---------- RECORDS ----------
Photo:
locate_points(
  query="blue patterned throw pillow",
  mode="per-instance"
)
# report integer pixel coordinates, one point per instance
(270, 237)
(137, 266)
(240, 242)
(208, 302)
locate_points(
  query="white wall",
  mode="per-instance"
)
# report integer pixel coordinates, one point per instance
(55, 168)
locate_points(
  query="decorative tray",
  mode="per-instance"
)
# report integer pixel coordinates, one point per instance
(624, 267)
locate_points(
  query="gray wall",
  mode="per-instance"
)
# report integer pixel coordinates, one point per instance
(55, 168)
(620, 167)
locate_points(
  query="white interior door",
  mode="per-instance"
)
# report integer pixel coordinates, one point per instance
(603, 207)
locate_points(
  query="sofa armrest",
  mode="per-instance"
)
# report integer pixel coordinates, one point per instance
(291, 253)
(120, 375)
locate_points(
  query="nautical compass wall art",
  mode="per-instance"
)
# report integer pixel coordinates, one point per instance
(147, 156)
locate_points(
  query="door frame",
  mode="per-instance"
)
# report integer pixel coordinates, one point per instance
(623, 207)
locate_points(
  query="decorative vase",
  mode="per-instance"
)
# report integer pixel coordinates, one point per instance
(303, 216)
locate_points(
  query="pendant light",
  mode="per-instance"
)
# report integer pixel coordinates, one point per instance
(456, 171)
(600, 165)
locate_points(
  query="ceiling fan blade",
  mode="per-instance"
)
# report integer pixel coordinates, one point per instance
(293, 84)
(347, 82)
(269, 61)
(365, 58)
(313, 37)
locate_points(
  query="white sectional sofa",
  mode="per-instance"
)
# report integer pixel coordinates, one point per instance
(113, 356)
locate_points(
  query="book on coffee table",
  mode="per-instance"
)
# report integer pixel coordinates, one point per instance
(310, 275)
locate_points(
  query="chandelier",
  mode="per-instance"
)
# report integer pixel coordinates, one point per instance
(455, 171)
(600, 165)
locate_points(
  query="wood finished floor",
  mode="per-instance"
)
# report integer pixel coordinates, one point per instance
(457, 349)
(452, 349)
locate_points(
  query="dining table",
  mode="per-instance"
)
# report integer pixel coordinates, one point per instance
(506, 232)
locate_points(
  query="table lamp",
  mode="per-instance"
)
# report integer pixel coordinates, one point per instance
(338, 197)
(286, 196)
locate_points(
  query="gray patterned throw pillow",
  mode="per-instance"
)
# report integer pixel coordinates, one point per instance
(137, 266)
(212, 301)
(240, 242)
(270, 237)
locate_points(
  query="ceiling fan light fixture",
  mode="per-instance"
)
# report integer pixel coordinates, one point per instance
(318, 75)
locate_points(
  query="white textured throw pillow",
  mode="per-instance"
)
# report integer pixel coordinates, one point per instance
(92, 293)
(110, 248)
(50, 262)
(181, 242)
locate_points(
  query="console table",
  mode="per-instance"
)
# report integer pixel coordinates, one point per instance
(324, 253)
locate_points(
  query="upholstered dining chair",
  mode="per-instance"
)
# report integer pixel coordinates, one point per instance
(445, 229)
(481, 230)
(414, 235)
----------
§ **AIM**: From the preceding material, extract every line exactly.

§ **SOLUTION**:
Photo:
locate_points(
  query="blue patterned throw pillow",
  mode="per-instance"
)
# report integer pixel coordinates, one point per instance
(270, 237)
(137, 266)
(240, 242)
(208, 302)
locate_points(
  query="white wall",
  mode="per-instance"
)
# report integer pixel coordinates, one point per instance
(55, 168)
locate_points(
  query="decorative tray",
  mode="per-instance"
)
# report integer pixel coordinates, one point per instance
(624, 267)
locate_points(
  query="gray wall",
  mode="per-instance"
)
# report integer pixel coordinates, one point per instance
(55, 168)
(620, 167)
locate_points(
  query="white interior door",
  mode="per-instance"
)
# report integer pixel coordinates, one point per instance
(603, 207)
locate_points(
  query="sofa armrest",
  mode="per-instance"
)
# report integer pixel coordinates, one point per instance
(291, 253)
(120, 375)
locate_points(
  query="nautical compass wall art",
  mode="per-instance"
)
# report integer pixel coordinates, one point per instance
(147, 156)
locate_points(
  query="door frame",
  mode="per-instance"
)
# report integer pixel coordinates, one point per instance
(623, 207)
locate_points(
  query="decorative vase",
  mode="per-instance"
)
# report integer pixel coordinates, one point per instance
(303, 216)
locate_points(
  query="pendant light",
  mode="per-instance"
)
# report integer pixel coordinates, one point per instance
(456, 171)
(600, 165)
locate_points(
  query="ceiling fan blade",
  mode="per-instance"
)
# report integer pixel coordinates, one point per instance
(293, 84)
(347, 82)
(269, 61)
(365, 58)
(313, 37)
locate_points(
  query="white sectional sofa",
  mode="per-instance"
)
# report integer pixel coordinates, one point per instance
(113, 356)
locate_points(
  query="book on coffee table",
  mode="per-instance"
)
# report integer pixel coordinates, one point per instance
(310, 275)
locate_points(
  query="chandelier",
  mode="per-instance"
)
# report integer pixel coordinates, one point per instance
(455, 171)
(600, 165)
locate_points(
  query="wood finished floor",
  mode="per-instance"
)
# report integer pixel coordinates, one point per instance
(457, 349)
(452, 349)
locate_points(
  query="dining table",
  mode="per-instance"
)
# report integer pixel coordinates, one point per instance
(506, 232)
locate_points(
  query="table lamp",
  mode="per-instance"
)
# report integer pixel coordinates, one point per instance
(338, 197)
(286, 196)
locate_points(
  query="gray patterned throw pillow",
  mode="per-instance"
)
# report integer pixel coordinates, one point per instance
(137, 266)
(212, 301)
(240, 242)
(270, 237)
locate_points(
  query="ceiling fan light fixture",
  mode="per-instance"
)
# report integer pixel coordinates, one point per instance
(318, 75)
locate_points(
  query="white textured throw pillow",
  mode="per-instance"
)
# report integer pixel coordinates, one point per instance
(92, 293)
(110, 248)
(50, 262)
(181, 242)
locate_points(
  query="console table",
  mode="per-instance"
)
# report integer pixel coordinates, one point per instance
(324, 253)
locate_points(
  query="upholstered dining chair",
  mode="per-instance"
)
# report integer pixel coordinates, one point per instance
(445, 229)
(481, 230)
(414, 235)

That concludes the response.